Data excerpts
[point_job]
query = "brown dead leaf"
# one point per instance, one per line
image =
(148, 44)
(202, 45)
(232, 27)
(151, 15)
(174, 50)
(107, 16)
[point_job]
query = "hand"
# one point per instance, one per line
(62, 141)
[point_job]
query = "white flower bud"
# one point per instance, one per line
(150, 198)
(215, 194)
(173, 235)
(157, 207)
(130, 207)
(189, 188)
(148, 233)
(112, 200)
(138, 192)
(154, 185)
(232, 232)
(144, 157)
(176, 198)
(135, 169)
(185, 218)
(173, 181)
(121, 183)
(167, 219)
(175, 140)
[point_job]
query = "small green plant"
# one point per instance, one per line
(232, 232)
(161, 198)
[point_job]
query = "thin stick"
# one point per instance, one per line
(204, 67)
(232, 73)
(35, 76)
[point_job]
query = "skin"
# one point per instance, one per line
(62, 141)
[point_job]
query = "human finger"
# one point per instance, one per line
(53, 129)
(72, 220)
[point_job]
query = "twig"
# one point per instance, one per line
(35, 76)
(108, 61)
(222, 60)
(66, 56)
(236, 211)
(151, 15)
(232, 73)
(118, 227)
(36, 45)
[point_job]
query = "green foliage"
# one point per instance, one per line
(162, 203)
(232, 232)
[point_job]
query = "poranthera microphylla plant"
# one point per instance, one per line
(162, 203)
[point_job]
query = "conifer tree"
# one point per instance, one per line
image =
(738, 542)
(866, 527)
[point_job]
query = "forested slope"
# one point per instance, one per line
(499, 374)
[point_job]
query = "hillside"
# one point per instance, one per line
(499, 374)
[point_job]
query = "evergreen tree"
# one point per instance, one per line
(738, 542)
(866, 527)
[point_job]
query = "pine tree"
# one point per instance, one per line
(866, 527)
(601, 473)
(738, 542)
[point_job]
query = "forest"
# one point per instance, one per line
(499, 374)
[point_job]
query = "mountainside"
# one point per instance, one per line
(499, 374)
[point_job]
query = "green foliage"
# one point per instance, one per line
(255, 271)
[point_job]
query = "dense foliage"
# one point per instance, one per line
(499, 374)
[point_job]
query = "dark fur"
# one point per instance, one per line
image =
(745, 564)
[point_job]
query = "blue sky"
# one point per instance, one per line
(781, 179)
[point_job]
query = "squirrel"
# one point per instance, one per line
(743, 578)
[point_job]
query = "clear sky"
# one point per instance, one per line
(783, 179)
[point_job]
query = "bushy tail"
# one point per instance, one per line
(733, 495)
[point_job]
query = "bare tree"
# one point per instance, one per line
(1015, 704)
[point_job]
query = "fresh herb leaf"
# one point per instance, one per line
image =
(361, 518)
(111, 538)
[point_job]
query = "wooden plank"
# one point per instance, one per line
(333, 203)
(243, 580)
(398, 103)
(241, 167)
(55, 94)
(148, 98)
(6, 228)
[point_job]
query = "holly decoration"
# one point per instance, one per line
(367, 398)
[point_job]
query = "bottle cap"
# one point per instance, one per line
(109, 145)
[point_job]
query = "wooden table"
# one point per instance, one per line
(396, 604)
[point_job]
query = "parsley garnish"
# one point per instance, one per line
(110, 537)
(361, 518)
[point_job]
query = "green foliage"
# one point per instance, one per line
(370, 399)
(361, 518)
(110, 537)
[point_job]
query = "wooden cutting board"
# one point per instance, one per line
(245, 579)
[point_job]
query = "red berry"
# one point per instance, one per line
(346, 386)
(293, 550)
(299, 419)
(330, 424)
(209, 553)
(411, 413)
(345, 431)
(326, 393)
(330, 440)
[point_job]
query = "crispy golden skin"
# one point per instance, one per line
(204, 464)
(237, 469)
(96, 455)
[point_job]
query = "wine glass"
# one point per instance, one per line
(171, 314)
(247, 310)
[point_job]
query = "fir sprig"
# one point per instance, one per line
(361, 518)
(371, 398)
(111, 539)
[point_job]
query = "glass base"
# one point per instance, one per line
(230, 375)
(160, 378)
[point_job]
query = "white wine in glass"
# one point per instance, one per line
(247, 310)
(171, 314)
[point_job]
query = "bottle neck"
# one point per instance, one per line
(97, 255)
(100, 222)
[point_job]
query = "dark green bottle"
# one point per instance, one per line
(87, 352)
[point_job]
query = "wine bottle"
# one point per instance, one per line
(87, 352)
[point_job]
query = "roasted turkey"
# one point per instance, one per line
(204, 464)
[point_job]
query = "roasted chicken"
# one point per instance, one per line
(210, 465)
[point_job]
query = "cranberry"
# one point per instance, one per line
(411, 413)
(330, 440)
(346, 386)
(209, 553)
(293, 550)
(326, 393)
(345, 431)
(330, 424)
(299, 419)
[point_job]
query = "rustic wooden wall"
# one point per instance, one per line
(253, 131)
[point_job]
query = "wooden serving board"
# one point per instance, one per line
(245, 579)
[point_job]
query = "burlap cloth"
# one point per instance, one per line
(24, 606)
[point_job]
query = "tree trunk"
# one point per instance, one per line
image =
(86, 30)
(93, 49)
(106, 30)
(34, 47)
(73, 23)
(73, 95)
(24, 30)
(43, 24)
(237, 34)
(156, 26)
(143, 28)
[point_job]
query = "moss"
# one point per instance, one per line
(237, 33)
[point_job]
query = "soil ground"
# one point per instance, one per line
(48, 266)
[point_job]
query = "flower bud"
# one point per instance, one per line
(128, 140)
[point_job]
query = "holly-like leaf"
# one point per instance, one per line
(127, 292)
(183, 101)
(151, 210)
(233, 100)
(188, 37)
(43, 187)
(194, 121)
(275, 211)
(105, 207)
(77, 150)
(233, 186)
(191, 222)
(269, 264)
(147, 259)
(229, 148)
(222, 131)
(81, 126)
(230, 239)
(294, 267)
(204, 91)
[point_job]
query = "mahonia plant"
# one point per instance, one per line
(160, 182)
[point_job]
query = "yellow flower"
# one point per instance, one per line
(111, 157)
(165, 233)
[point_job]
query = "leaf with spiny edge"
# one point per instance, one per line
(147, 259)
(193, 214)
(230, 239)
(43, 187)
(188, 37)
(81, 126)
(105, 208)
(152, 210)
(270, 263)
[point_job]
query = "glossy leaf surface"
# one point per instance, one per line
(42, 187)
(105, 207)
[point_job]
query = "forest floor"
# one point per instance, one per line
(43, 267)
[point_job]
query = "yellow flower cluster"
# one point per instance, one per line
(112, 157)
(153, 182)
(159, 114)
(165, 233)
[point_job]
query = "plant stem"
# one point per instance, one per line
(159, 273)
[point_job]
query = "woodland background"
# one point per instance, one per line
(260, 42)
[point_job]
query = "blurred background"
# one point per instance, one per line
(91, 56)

### The task
In the data above, copy every line where the string "wine" appears.

### Reply
query = "wine glass"
query = "white wine in glass"
query = "wine bottle"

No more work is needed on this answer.